■ DIRECTIONS ■
The data below should be copied over with complete accuracy.

■ PROVIDED DATA ■

——

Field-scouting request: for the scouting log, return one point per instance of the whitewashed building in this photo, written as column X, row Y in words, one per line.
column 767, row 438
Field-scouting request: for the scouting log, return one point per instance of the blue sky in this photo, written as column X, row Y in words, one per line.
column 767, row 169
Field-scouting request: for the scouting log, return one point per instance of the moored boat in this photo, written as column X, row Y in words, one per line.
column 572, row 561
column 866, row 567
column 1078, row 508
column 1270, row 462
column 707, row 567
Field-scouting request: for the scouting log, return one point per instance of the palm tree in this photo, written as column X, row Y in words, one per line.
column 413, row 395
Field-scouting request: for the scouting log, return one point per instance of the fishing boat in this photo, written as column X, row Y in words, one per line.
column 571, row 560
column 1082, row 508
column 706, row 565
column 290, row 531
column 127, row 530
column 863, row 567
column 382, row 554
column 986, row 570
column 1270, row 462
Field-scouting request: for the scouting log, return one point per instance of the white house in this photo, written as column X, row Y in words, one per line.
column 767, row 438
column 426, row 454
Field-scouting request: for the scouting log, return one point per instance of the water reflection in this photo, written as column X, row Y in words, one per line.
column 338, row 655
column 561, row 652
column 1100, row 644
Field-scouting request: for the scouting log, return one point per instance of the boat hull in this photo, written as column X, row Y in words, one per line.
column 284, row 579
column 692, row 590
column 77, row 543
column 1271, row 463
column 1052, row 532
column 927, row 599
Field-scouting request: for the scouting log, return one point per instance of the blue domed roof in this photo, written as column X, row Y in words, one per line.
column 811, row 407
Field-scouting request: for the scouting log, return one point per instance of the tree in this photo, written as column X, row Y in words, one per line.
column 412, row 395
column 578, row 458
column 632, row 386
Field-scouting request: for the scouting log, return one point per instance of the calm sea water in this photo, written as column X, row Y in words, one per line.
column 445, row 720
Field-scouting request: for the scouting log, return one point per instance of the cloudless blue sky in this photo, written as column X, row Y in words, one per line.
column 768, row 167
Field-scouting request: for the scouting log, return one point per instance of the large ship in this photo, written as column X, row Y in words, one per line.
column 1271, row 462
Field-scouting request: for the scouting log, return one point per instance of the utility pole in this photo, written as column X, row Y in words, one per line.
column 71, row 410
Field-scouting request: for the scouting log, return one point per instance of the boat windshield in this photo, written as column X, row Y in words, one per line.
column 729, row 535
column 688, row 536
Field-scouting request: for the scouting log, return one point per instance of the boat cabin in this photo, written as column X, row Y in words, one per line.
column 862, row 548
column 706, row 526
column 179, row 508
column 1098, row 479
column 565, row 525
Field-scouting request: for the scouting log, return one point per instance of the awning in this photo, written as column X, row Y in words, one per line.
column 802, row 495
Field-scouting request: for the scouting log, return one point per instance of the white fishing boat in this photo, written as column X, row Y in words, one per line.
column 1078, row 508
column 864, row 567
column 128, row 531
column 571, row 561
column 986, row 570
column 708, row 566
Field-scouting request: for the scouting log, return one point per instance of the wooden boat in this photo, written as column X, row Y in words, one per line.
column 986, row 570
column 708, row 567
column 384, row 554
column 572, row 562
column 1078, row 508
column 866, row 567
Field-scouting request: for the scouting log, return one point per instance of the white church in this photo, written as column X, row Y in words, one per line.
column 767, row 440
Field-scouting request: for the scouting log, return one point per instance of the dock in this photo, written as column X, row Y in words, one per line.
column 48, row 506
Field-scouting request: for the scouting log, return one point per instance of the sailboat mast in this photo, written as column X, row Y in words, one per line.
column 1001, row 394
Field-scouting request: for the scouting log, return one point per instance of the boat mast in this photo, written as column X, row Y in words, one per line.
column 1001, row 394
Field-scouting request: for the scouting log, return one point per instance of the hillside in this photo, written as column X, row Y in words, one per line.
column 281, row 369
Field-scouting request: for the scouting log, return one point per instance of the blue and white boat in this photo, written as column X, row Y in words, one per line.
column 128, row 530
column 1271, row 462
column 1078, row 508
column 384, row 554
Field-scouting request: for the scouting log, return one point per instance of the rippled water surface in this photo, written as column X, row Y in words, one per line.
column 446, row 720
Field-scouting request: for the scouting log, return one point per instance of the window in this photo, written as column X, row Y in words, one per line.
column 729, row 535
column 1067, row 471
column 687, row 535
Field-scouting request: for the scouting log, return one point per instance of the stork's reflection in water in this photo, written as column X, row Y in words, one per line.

——

■ TASK OUTPUT ■
Field-scouting request: for the scouting log, return one point per instance of the whitewashed building in this photo, written as column X, row Y in words, one per line.
column 767, row 438
Field-scouting request: for the scouting log, return one point per instance of the blue sky in this photo, written as column X, row Y in words, one per line.
column 767, row 169
Field-scouting request: for the scouting log, return one point per instance of the moored boat in this photo, written as column X, row Y in words, one per line.
column 572, row 561
column 866, row 567
column 1078, row 508
column 1270, row 462
column 707, row 567
Field-scouting request: for the scouting log, return one point per instance of the palm tree in this photo, written as column X, row Y in words, one per line.
column 413, row 395
Field-scouting request: for the scouting log, return one point per instance of the fishing boat in this photo, written as column X, row Y in words, one per line.
column 571, row 560
column 1082, row 508
column 706, row 565
column 290, row 531
column 127, row 530
column 863, row 567
column 382, row 554
column 986, row 570
column 1270, row 462
Field-scouting request: for the scouting log, return one point per instance of the white house in this photo, written as column X, row Y in words, one per line.
column 767, row 438
column 426, row 454
Field-scouting request: for the scouting log, return one point per instance of the water reflection in this photo, written as column X, row Y in words, one per line.
column 338, row 655
column 561, row 652
column 1100, row 644
Field-scouting request: for the scouting log, return one point per instance of the boat hull in this photo, written as column X, row Y in words, one per line.
column 284, row 579
column 692, row 590
column 77, row 543
column 1271, row 463
column 1052, row 532
column 927, row 599
Field-scouting request: for the scouting log, return one point per instance of the blue domed roof in this photo, written as column X, row Y in words, one per line.
column 811, row 407
Field-scouting request: for the scouting log, return one point per instance of the tree in this photo, written as column X, row Y in words, one per line.
column 412, row 395
column 578, row 458
column 632, row 386
Field-scouting request: for the scouting log, return one point per instance of the calm sea water in this photo, written as column X, row Y in words, one per line.
column 445, row 720
Field-scouting request: for the scouting log, return one point per instance of the cloudless blue sky in this photo, written as column X, row Y in words, one per line.
column 768, row 167
Field-scouting request: for the scouting log, return one point per instance of the large ship in this photo, written as column X, row Y in words, one per line.
column 1271, row 462
Field-scouting request: for the scouting log, return one point per instance of the utility pole in this photo, written as column X, row Y in words, one per line.
column 71, row 410
Field-scouting request: for the scouting log, return one point per instance of the boat windshield in this photo, written as column X, row Y in words, one per line.
column 729, row 535
column 688, row 536
Field-scouting request: for the scouting log, return one point per instance of the boat cabin in this photo, written as column X, row Y in words, one per line.
column 862, row 548
column 706, row 526
column 179, row 508
column 1098, row 479
column 565, row 525
Field-scouting request: for the scouting log, return one point per instance of the awning in this photo, written as column X, row Y in words, one per line.
column 802, row 495
Field-scouting request: for the scouting log, return one point per instance of the white fishing boat in this photo, written as column X, row Y in words, one per line.
column 1078, row 508
column 864, row 567
column 128, row 531
column 571, row 561
column 986, row 570
column 708, row 566
Field-scouting request: for the scouting log, return one point per instance of the wooden boat in this photo, written as column X, row Y in words, one per line.
column 986, row 570
column 708, row 567
column 384, row 554
column 572, row 562
column 1078, row 508
column 866, row 567
Field-scouting request: for the scouting log, return one point per instance of the white church in this photo, written as column X, row Y in words, one per line.
column 767, row 440
Field-scouting request: for the scouting log, return one point per instance of the dock in this photo, written as column X, row Y in words, one per line.
column 48, row 506
Field-scouting request: for the scouting log, return one point per instance of the sailboat mast in this photo, written as column X, row Y in words, one per line.
column 1001, row 394
Field-scouting request: for the scouting log, return one point per instance of the boat mast in this photo, written as column X, row Y in words, one per line.
column 1001, row 394
Field-scouting request: for the scouting log, return one point per instance of the hillside in this photo, written as column X, row Y in words, one per line.
column 281, row 369
Field-scouting request: for the scouting log, return one point per instance of the blue and white boat in this photo, written as column X, row Y in words, one per line.
column 128, row 530
column 1271, row 462
column 1078, row 508
column 384, row 554
Field-scouting request: for the scouting log, return one point per instance of the rippled water surface in this photo, written as column X, row Y in words, one per line.
column 446, row 720
Field-scouting request: for the scouting log, return one point per instance of the window in this photo, written as column X, row Y in words, one per line.
column 729, row 535
column 1067, row 471
column 687, row 535
Field-scouting request: for the scouting log, return one point per instance of the stork's reflection in water in this photo, written as column X, row Y in words, one per line.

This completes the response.